### WORK REQUIRED
Using the records below, filter out every line that lacks "prompts" and copy the rest.

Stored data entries
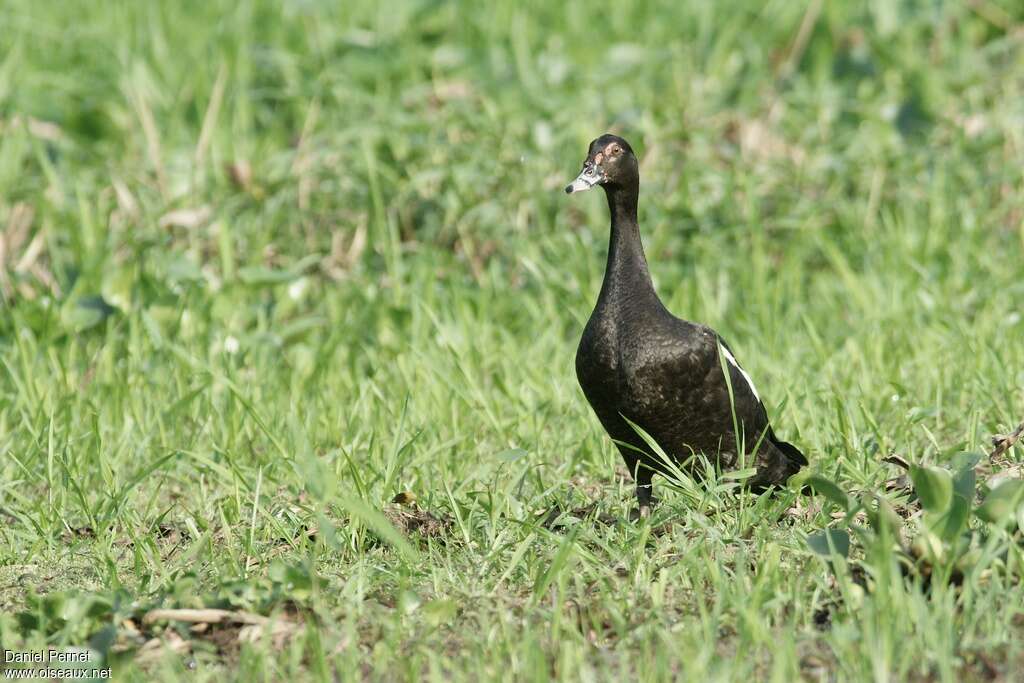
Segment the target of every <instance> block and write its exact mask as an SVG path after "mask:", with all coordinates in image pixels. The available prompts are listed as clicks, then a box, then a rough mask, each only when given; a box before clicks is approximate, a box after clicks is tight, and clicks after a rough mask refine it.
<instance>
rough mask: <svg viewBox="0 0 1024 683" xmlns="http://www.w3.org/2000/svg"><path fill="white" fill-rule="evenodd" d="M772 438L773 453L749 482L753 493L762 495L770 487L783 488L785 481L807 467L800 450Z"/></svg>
mask: <svg viewBox="0 0 1024 683" xmlns="http://www.w3.org/2000/svg"><path fill="white" fill-rule="evenodd" d="M774 436H775V435H774V434H772V435H771V438H770V443H771V445H773V446H775V447H774V449H772V451H774V453H771V455H770V456H769V457H768V458H767V459H766V460H767V462H765V463H764V464H763V465H761V466H760V467H758V473H757V474H756V475H755V476H754V478H753V479H751V481H750V484H749V485H750V487H751V489H752V490H754V492H755V493H763V492H765V490H767V489H768V487H770V486H775V487H776V488H778V487H780V486H784V485H785V482H786V479H788V478H790V477H792V476H793V475H794V474H796V473H797V472H799V471H800V468H801V467H804V466H805V465H807V458H806V457H805V456H804V454H803V453H801V452H800V449H798V447H797V446H795V445H793V444H792V443H787V442H785V441H780V440H778V439H777V438H775V437H774ZM802 493H806V492H802Z"/></svg>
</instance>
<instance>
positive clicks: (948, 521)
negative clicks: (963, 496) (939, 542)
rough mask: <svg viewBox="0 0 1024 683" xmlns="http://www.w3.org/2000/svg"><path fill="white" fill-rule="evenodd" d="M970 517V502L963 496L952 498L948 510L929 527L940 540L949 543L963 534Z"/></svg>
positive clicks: (970, 503)
mask: <svg viewBox="0 0 1024 683" xmlns="http://www.w3.org/2000/svg"><path fill="white" fill-rule="evenodd" d="M970 517H971V503H970V501H969V500H968V499H966V498H964V497H963V496H953V497H952V500H951V501H950V503H949V508H948V509H947V510H946V511H945V512H944V513H943V514H942V516H940V517H938V518H936V519H935V521H934V522H933V523H932V525H931V526H932V529H933V530H934V531H935V533H936V535H938V537H939V538H940V539H942V540H943V541H945V542H947V543H949V542H951V541H953V540H954V539H956V537H958V536H959V535H961V533H963V532H964V529H965V528H967V523H968V520H969V519H970Z"/></svg>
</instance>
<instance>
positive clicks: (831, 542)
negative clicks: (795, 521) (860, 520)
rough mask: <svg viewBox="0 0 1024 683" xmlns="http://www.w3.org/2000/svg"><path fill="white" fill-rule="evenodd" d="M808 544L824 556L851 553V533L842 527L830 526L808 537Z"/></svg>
mask: <svg viewBox="0 0 1024 683" xmlns="http://www.w3.org/2000/svg"><path fill="white" fill-rule="evenodd" d="M807 545H808V547H810V549H811V550H812V551H814V552H815V553H817V554H818V555H821V556H823V557H828V556H829V555H842V556H843V557H846V556H847V555H849V554H850V535H849V533H848V532H846V531H844V530H842V529H837V528H828V529H825V530H823V531H817V532H816V533H811V535H810V536H808V537H807Z"/></svg>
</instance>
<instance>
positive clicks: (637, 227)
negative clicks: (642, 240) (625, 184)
mask: <svg viewBox="0 0 1024 683" xmlns="http://www.w3.org/2000/svg"><path fill="white" fill-rule="evenodd" d="M638 185H639V182H637V183H636V184H634V185H632V186H627V187H622V186H608V187H605V190H606V191H605V195H606V197H607V199H608V210H609V211H610V213H611V238H610V240H609V242H608V263H607V265H606V267H605V269H604V283H603V284H602V285H601V294H600V297H599V298H598V301H599V303H600V302H604V303H611V302H612V301H614V302H616V303H617V302H622V301H623V300H624V298H625V299H626V300H628V301H631V302H632V301H635V300H636V299H637V298H648V297H651V298H653V299H655V300H656V299H657V295H656V294H655V293H654V285H653V283H651V280H650V270H649V269H648V267H647V258H646V257H645V256H644V253H643V244H642V243H641V241H640V225H639V222H638V221H637V201H638V196H639V187H638Z"/></svg>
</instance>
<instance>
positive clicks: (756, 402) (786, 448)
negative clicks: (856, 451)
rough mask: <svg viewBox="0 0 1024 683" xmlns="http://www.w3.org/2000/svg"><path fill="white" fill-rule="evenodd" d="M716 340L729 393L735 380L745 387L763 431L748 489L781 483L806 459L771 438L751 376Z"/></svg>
mask: <svg viewBox="0 0 1024 683" xmlns="http://www.w3.org/2000/svg"><path fill="white" fill-rule="evenodd" d="M716 336H717V335H716ZM717 339H718V343H719V345H720V348H721V349H722V354H723V355H724V357H725V361H726V364H728V365H729V366H730V367H731V370H732V371H734V372H730V373H729V374H730V381H732V382H733V385H734V388H733V393H734V394H735V393H737V390H736V387H735V385H736V384H737V380H738V382H739V383H741V386H742V385H745V390H746V391H749V392H750V397H751V398H753V400H754V401H756V407H755V409H754V411H755V413H756V414H758V417H760V420H759V422H760V423H761V425H763V427H760V425H759V427H760V428H761V429H763V430H764V432H765V435H764V442H763V444H762V445H761V447H760V449H759V451H760V453H759V455H760V456H761V457H760V458H759V459H758V461H759V462H758V474H757V476H756V477H755V478H754V480H753V481H752V482H751V485H752V487H763V486H766V485H768V484H772V483H774V484H782V483H784V482H785V480H786V479H787V478H788V477H790V476H792V475H794V474H796V473H797V472H798V471H799V470H800V468H801V467H803V466H806V465H807V457H806V456H804V454H803V453H802V452H801V451H800V449H798V447H797V446H795V445H793V444H792V443H790V442H787V441H783V440H781V439H780V438H778V436H776V435H775V431H774V430H773V429H772V426H771V422H770V421H769V420H768V411H767V409H765V404H764V401H763V400H762V399H761V395H760V394H759V393H758V390H757V387H756V386H755V385H754V380H753V379H751V376H750V375H749V374H748V373H746V371H745V370H743V368H742V366H740V365H739V361H738V360H736V355H735V353H733V352H732V349H731V348H729V345H728V344H727V343H726V341H725V340H724V339H722V338H721V337H719V336H717ZM746 391H743V389H742V388H740V389H739V391H738V393H746ZM737 412H738V409H737ZM766 452H767V453H766Z"/></svg>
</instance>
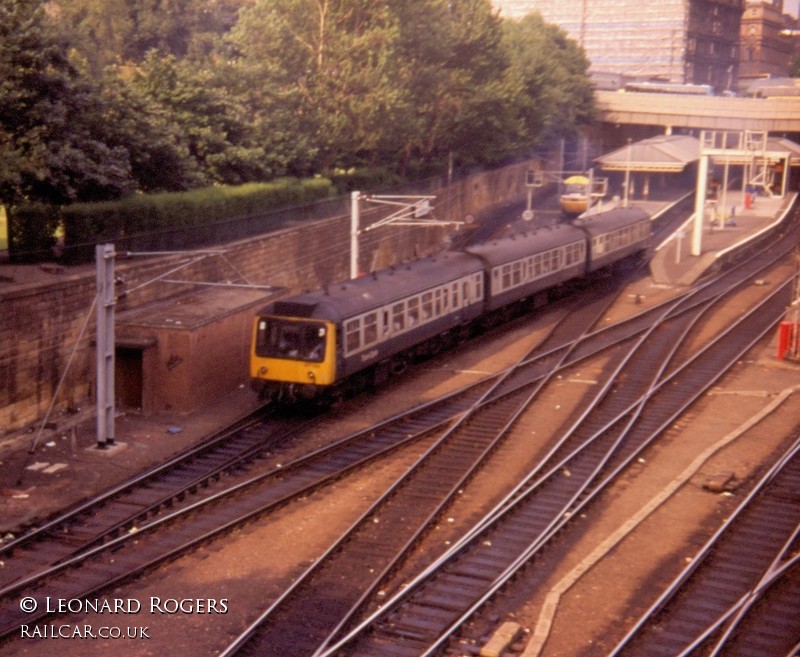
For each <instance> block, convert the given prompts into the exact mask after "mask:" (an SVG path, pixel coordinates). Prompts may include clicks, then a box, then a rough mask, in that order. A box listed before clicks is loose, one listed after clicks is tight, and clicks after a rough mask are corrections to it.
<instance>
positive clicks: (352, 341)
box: [344, 319, 361, 354]
mask: <svg viewBox="0 0 800 657" xmlns="http://www.w3.org/2000/svg"><path fill="white" fill-rule="evenodd" d="M344 331H345V349H346V350H347V353H349V354H350V353H353V352H354V351H356V349H358V348H359V347H360V346H361V322H360V320H358V319H351V320H350V321H349V322H347V324H345V329H344Z"/></svg>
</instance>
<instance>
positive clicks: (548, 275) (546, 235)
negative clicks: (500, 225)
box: [466, 224, 586, 312]
mask: <svg viewBox="0 0 800 657" xmlns="http://www.w3.org/2000/svg"><path fill="white" fill-rule="evenodd" d="M466 251H467V253H471V254H472V255H474V256H476V257H478V258H480V259H481V260H482V261H483V262H484V267H485V269H486V275H487V283H486V285H487V288H488V295H487V296H488V299H487V310H488V311H489V312H491V311H494V310H497V309H498V308H502V307H503V306H506V305H508V304H510V303H514V302H516V301H518V300H520V299H523V298H525V297H529V296H533V295H535V294H537V293H538V292H541V291H543V290H546V289H548V288H553V287H557V286H558V285H561V284H562V283H564V282H566V281H568V280H571V279H573V278H578V277H580V276H583V275H584V274H585V273H586V235H585V233H584V231H583V230H580V229H578V228H575V227H574V226H572V225H570V224H559V225H556V226H553V227H548V228H540V229H538V230H536V231H533V232H530V233H523V234H519V235H512V236H510V237H505V238H502V239H499V240H493V241H491V242H486V243H485V244H479V245H477V246H472V247H469V248H468V249H466Z"/></svg>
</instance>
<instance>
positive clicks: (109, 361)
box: [95, 244, 116, 449]
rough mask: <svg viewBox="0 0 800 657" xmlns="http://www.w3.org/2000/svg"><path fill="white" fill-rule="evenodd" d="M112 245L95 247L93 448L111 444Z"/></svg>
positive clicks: (112, 418)
mask: <svg viewBox="0 0 800 657" xmlns="http://www.w3.org/2000/svg"><path fill="white" fill-rule="evenodd" d="M114 255H115V254H114V245H113V244H98V245H97V246H96V247H95V261H96V267H97V447H98V449H105V448H106V447H107V446H109V445H113V444H114V413H115V409H114V401H115V400H114V304H115V303H116V301H115V298H114Z"/></svg>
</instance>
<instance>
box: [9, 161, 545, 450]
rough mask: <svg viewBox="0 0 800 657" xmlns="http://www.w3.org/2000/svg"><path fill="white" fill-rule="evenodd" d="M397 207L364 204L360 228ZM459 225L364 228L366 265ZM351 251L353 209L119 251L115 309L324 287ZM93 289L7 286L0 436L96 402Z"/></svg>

### TASK ANSWER
Segment the target of every <instance> block and write its exact mask as an SVG path after "mask:", with all coordinates in image pixels. The available prompts are listed as clicks, then a box, then a rough mask, each only when given; a box before clicks is approximate, a box after clicks is tight, and clicks after a rough mask refine it.
For each <instance> block, convert the given prompts into the exact mask after "mask:" (an SVG path, pixel coordinates). Prompts may include clicks, then a box, then a rough mask, in that order. A box listed before clicks is loose, one listed after clicks is tight, and clicks after a rough mask are corrections to it.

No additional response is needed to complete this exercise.